■ EXERCISE DETAILS: How might the passage on Carl Rogers' six conditions for therapy go on after its final sentence? Continue that passage from the point where it ends.

■ SOURCE PASSAGE:
Therapy

 THE THEORY

 

The Six Conditions of the Therapeutic Process according to the theory of Carl R. Rogers.

 

For therapy to occur it is necessary that these conditions exist.

1.    That two persons are in contact. 

2.    That the first person, whom we shall term the client, is in a state of incongruence, being vulnerable, or anxious.

3.    That the second person, whom we shall term the therapist, is congruent in the relationship.

4.    That the therapist is experiencing unconditional positive regard toward the client.

5.    That the therapist is experiencing an empathic understanding of the client’s internal frame of reference.

6.    That the client perceives, at least to a minimal degree, conditions 4 and 5, the unconditional positive regard of the therapist for him, and the empathic understanding of the therapist. (p. 213)

Quoted from:
Rogers, C.R. (1959). A theory of therapy, personality, and interpersonal relationships as developed in the client-centered framework. In S. Koch (Eds.), Psychology: Study of a science: Vol. 3 (pp. 184–256). New York: McGraw Hill.

The person-centered approach sprang from Rogers’ experiences and observations as a therapist. Hence, it is from therapy that the person-centered approach was born and articulated.

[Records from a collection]
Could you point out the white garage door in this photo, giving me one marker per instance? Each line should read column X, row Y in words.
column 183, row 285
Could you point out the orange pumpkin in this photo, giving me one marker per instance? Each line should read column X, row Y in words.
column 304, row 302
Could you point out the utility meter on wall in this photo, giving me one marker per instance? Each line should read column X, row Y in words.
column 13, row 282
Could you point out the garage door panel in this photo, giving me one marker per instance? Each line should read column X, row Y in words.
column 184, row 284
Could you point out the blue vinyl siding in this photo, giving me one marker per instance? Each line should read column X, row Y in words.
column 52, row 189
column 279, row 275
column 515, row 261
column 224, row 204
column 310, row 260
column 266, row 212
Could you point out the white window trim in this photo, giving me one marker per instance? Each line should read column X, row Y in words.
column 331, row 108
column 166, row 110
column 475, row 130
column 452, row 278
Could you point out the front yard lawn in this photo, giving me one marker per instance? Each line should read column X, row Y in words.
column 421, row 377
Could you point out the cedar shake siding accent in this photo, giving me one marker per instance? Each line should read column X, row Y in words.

--

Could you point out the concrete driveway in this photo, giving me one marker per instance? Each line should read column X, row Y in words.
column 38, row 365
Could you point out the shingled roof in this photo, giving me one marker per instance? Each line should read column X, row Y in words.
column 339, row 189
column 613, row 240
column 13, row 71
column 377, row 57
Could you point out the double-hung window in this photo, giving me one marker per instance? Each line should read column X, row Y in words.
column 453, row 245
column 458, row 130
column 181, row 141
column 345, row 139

■ ANSWER FOR THIS EXERCISE:
An experience that contributing to changing Rogers’ approach to therapy: 

“An intelligent mother brought her very seriously misbehaving boy into the clinic…” Rogers took a history and another psychologist tested the boy. “We decided in conference that the central problem was the mother’s rejection of her son. I would work with her on this problem.”  The other psychologist would do play therapy with the boy. “In interview after interview” Rogers tried “to help the mother see the pattern of her rejection and its results in the boy. All to no avail. After about a dozen interviews I told her I thought we both had tried but were getting nowhere, and we should probably call it quits. She agreed. Then as she was leaving the room, she turned and asked, ‘Do you take adults for counseling here?’ Puzzled, I replied that sometimes we did. Whereupon she returned to the chair … and began to pour out a story of the deep difficulties between herself and her husband and her great desire for some kind of help. I was bowled over. What she was telling me bore no resemblance to the neat history I had drawn from her. I scarcely knew what to do, but mostly I listened. Eventually, after many more interviews, not only did her marital relationship improve, but her son’s problem behavior dropped away as she became a more real and free person….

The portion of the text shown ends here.